*** Extrait de page
7L’énumération des verbes d’action et la décomposition presque cinématographique de chaque mouvement pourraient d’abord faire croire à une profusion d’activités. En réalité, le narrateur meuble son ennui avec un très petit nombre d’actions, qui produisent une singulière impression de déjà-vu : sa manière de s’approprier une ville consiste à prendre vaguement connaissance de l’architecture et de la culture, avant de se focaliser sur la gent féminine. Il se représente en mâle solitaire à l’affût d’une rencontre, tantôt prudent et tantôt provocant ; après quelques bourbons, il explique à l’administratrice du théâtre de Dijon que leur « rencontre s’inscr[it] parmi d’autres hasards arrangés » et contribue donc à élaborer le « sens toujours dérobé, absolument insaisissable, de [s]a démarche littéraire ambulatoire » (T., 97). La femme n’est donc pas recherchée pour elle-même, mais en tant que jalon d’une interminable poursuite qui ne saurait se concevoir sans rencontres féminines.

Falstaff ou Caliban ? Le voyageur solitaire, une figure suspecte

8À travers le regard féminin naît cependant la conscience des limites de cette quête. Généralement enfermé dans sa subjectivité, le narrateur croit lire dans l’œil des femmes – Norvégiennes ou non – une « bienveillance ironique » à son égard, qui le renvoie toujours à sa propre image de séducteur importun ou bavard. En l’absence de véritable dialogue, il ne peut que formuler des hypothèses fondées sur des indices plus ou moins tangibles. Dans Traverses, les réactions d’une femme qu’il connaît à peine, directrice administrative d’un théâtre contactée sur le conseil d’une amie, font l’objet d’une interprétation pessimiste : elle « semblait éprouver à mon égard une sorte d’indulgence un peu lasse. Peut-être lui rappelais-je Falstaff, ou Caliban, ou tel autre monstre croisé jadis sur les rives de l’Avon. » (T., 100) Ou encore : « Tout indique que la directrice du théâtre avait depuis longtemps cessé de m’écouter. » (T., 101). L’autoportrait du voyageur relève donc d’une fiction personnelle, correspondant à ce que le narrateur imagine représenter pour l’autre : une forme de monstre ou de bouffon alcoolique et pédant, aux intentions mal définies. Par le recours à des archétypes shakespeariens, il fabrique un autoportrait tout à la fois grotesque et attachant, résolument subjectif et singulièrement proustien.
******
*** Données fournies
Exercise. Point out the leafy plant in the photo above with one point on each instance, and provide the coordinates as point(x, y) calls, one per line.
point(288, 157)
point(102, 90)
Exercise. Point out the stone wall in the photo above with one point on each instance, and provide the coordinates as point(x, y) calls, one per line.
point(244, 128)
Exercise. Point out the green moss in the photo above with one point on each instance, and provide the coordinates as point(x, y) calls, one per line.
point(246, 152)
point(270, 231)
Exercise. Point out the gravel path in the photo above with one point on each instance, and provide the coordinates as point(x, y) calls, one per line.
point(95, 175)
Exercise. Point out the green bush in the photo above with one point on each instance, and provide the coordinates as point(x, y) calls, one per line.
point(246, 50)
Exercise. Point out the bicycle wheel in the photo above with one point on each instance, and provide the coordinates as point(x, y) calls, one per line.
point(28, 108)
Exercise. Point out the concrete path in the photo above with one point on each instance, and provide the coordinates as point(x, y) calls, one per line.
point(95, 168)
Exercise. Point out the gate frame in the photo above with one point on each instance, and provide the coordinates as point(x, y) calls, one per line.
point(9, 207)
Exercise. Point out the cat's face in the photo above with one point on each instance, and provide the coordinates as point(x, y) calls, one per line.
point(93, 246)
******
- Consigne -
D'après l'extrait de page, à quelles figures le narrateur pense-t-il faire penser la directrice administrative du théâtre ?

- Réponse -
À Falstaff, à Caliban ou à tel autre monstre croisé jadis sur les rives de l'Avon.